WHAT IS NEEDED: Copy the records below word for word, starting at the line that contains "the dog's nose" and ending at the line that contains "pixel 1005 374", with both of those lines included.

--- BEGIN PROVIDED DATA ---

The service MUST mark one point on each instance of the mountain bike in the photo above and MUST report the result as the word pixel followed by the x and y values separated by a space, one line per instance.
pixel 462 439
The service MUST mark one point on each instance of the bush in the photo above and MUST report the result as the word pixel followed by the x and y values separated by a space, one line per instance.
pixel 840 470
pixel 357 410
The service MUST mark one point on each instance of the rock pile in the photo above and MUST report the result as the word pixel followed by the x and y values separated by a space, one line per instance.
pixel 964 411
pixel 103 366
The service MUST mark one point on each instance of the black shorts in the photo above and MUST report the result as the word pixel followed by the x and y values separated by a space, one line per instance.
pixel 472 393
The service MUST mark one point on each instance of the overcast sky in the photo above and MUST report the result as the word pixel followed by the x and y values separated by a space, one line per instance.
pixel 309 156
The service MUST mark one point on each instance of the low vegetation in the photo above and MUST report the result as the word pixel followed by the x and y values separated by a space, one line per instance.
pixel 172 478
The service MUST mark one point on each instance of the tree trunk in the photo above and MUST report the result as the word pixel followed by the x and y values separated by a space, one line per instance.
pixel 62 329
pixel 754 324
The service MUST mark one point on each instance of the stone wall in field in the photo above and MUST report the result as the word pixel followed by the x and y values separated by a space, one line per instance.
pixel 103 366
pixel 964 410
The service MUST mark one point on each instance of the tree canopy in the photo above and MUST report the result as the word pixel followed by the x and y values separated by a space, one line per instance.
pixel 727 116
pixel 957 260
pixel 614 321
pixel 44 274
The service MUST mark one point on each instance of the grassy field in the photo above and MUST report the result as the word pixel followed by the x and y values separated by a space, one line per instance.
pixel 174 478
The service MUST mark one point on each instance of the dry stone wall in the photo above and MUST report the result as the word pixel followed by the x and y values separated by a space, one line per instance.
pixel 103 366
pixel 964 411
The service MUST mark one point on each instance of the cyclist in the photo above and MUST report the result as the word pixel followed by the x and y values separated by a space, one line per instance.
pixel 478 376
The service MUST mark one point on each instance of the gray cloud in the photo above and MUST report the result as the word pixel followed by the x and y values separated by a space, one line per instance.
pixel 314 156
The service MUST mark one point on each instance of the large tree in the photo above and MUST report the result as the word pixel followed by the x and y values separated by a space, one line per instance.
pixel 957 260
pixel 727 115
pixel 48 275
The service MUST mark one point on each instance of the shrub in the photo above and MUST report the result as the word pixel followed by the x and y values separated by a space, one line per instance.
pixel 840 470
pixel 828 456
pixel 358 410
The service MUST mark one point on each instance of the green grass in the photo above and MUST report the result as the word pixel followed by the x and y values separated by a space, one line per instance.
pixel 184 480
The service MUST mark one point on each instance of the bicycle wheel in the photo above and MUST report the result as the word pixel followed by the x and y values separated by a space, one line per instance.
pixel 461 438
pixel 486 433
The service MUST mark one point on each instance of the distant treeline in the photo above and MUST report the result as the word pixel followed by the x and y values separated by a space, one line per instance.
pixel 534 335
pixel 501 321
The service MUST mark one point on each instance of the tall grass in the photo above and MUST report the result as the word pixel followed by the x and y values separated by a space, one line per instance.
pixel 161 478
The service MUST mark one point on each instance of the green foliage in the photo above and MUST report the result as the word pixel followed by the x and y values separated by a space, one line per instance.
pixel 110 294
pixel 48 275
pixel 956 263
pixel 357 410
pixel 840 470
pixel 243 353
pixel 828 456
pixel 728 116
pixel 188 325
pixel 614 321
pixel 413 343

--- END PROVIDED DATA ---
--- BEGIN PROVIDED DATA ---

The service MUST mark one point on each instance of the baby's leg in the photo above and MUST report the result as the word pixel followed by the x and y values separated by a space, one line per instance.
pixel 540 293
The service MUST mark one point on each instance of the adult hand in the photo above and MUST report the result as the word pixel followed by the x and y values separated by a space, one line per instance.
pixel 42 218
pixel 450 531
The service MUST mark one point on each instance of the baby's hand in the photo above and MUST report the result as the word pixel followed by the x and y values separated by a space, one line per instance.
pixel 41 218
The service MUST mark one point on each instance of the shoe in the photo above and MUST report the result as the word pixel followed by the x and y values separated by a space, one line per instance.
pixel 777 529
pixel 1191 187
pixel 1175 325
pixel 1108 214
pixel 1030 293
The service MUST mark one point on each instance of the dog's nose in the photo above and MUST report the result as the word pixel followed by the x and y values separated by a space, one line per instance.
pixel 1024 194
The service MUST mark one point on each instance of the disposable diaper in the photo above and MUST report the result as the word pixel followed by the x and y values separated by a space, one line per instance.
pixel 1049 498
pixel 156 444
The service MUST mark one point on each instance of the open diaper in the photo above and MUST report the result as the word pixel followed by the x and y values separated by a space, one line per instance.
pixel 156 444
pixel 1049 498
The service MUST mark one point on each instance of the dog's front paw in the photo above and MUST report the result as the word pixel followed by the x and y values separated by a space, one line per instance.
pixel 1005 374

--- END PROVIDED DATA ---
--- BEGIN PROVIDED DATA ---

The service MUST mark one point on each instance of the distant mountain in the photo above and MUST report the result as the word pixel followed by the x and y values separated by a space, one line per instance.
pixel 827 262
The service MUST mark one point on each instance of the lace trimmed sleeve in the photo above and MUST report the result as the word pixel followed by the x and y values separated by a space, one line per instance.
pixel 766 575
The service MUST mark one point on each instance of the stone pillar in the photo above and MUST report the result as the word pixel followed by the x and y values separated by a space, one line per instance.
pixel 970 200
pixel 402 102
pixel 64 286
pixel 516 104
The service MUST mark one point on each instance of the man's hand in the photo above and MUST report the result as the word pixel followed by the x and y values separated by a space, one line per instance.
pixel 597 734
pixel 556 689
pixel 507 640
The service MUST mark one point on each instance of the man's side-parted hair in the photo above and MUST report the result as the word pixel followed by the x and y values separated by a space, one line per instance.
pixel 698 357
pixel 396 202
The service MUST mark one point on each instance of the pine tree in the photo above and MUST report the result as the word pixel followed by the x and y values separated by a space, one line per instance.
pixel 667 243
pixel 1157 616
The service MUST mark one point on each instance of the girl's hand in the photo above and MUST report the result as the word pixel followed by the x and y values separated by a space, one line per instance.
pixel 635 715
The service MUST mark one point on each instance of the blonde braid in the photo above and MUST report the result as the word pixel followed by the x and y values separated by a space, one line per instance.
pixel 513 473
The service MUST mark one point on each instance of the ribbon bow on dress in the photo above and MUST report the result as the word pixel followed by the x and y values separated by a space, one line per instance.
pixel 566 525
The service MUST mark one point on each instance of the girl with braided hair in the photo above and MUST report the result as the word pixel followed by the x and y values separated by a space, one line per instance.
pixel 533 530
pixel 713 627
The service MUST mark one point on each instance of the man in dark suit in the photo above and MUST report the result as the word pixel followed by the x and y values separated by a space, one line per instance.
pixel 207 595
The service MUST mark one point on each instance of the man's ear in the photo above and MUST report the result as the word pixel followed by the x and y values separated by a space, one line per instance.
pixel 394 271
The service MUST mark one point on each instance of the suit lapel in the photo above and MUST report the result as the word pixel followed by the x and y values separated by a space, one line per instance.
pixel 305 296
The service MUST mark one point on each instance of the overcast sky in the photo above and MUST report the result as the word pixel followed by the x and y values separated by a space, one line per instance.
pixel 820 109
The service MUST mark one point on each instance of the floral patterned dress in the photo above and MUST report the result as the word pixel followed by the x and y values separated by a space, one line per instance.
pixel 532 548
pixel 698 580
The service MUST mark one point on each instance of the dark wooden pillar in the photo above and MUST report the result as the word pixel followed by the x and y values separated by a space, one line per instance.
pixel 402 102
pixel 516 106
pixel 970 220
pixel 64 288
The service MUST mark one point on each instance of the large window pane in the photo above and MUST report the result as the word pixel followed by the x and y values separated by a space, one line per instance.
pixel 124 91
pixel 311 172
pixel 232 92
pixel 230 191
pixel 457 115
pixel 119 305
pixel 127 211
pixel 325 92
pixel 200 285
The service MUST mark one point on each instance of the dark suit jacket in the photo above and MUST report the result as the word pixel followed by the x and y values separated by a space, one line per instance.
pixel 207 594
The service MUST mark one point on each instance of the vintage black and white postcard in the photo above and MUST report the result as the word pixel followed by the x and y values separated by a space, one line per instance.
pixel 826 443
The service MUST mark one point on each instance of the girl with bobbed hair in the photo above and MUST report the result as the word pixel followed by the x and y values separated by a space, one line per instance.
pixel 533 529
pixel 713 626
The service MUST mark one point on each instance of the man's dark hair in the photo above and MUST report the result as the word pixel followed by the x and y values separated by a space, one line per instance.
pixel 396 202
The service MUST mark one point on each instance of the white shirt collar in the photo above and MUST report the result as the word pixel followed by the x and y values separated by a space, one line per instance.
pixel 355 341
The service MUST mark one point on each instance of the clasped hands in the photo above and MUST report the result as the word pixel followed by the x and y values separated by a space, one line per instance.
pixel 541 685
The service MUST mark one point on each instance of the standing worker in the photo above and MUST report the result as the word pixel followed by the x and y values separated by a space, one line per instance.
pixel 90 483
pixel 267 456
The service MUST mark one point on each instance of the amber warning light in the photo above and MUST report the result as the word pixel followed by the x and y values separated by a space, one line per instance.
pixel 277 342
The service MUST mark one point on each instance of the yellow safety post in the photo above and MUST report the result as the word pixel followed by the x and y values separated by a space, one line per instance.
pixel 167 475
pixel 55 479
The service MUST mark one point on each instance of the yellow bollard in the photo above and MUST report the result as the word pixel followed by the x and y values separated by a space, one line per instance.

--- END PROVIDED DATA ---

TASK OUTPUT:
The service MUST mark one point on each instance of the dog's nose in the photo above and MUST report the result as the word pixel followed by the x and y values separated by a space, one line per instance.
pixel 1024 194
The service MUST mark one point on each instance of the disposable diaper in the photo above and MUST report the result as the word pixel followed by the x and y values separated by a space, one line per instance.
pixel 1049 498
pixel 156 444
The service MUST mark one point on each instance of the open diaper in the photo above and MUST report the result as the word pixel followed by the x and y values separated by a space, one line per instance.
pixel 156 444
pixel 1049 498
The service MUST mark one point on each instance of the dog's front paw in the photo above and MUST report the result as the word pixel followed by the x and y values separated by a space, one line per instance.
pixel 1005 374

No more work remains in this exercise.